▶ Text under study:
>>

Work is also being done to develop a general mechanism for supporting alternate authorization mechanisms. In a demonstration at the SC2002 conference, the ability to replace Slide's standard username/password authentication and access control list security with policy-based fine-grained access control (using a 'random' policy as a demonstration) via a configuration option. Work is proceeding to separately encapsulate authorization requests ( a 'principal' requesting to perform an 'action' on a particular 'resource') and the management of indirect principals such as groups, and roles. These modifications should allow SAM to be used with a wide range of access control list (ACL) and policy-based access mechanisms.
Notarization Service: An initial implementation of a SAM Notarization web service has been completed. The service generates a digital signature and time stamp on data digests submitted by clients such as an electronic notebook, thus providing persistent evidence of data integrity. The Notary service is currently envisioned as a service provided by trusted entities, similar to how identity certificates are now obtained via Verisign and similar entities. The Notarization service is a standard web service that supports signing/notarization as well as optional storage/querying of existing stored notarization records. Notarization records use the XML cryptographic signature standard. A separate Notarization proxy service has been created providing functionality useful within a trusted domain. The service acts as a proxy, giving the (virtual) organization the ability to route all clients to a particular outside service, and also provides services for computing canonical data formats and data digests and verifying notarization records.
SAM team members participated in a wide range of meetings, workshops, reviews, and collaboration discussions in the first 6 months of 2003:
Java Content Repository API: The Java Community Process: JSR 170 group is nearing the 1rst public release of it's Java Content Repository API standard specification, Myers (member of the Expert Group). Work is ongoing within the Jakarta Slide project (which is used by the Scientific Annotation Middleware) to be a JSR 170 Reference implementation.
Portal Framework/Middleware: Members of the SAM project teams are involved in ongoing discussions for the Development of Grid User Computing Environments (GUCE) Project, with developers of the CHEF portal framework at U. Michigan and the NSF NMI funded GUCE effort. The purpose of the collaboration is to coordinate the development of an open source science/education portal toolkit that would include tools such as content repositories and electronic notebooks.
Grid Information Retrieval Working Group: The SAM team is participating in discussions in the GIR working group related to search and retrieval of scientific data in Grid environments and contributing to several Grid documents.
Data Format Description Language (DFDL) Working Group: The SAM team is working to leverage the development of the Binary Format Description (BFD) lanaguage in creating a Grid standard for describing the syntax and semantic labelling of scientific data. Alan Chappell is serving as co-chair of this working group.
Collaboratory for Multiscale Chemical Science (CMCS): On ongoing collaboration related to the use of SAM as the primary CMCS data/metadata management system. Modifications to SAM were made to support anonymous browsing of public data managed by SAM, supporting the CMCS model of allowing groups to publish data for unrestricted public access.
Discussions with potential user groups: The SAM team has held a number of discussions and demonstrations with projects involved in biology, climate research, astrophysics, and other disciplines, as well as software developers interested in data/metadata management capabilities. We anticipate at least some of these discussions will proceed to pilot testing of SAM and more formal collaborations.

<<

▶ Given data:
>>

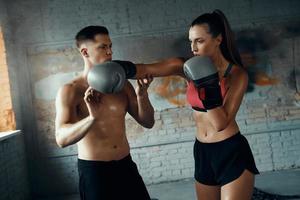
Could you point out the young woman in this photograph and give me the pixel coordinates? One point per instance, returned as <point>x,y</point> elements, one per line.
<point>224,164</point>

<<

▶ Complete the following:
1. In the SAM report, why were changes made so that public data managed by SAM could be browsed anonymously? Explain in one to three sentences.
2. According to the SAM report, who is co-chair of the Data Format Description Language (DFDL) Working Group?
3. Return everything in the SAM report from "Data Format Description" down to "this working group.", word for word.

▶ Exercise results:
1. The changes support the CMCS model, which lets groups publish data for unrestricted public access. SAM is the main data and metadata management system for CMCS, so it had to allow that open access.

2. Alan Chappell.

3.
Data Format Description Language (DFDL) Working Group: The SAM team is working to leverage the development of the Binary Format Description (BFD) lanaguage in creating a Grid standard for describing the syntax and semantic labelling of scientific data. Alan Chappell is serving as co-chair of this working group.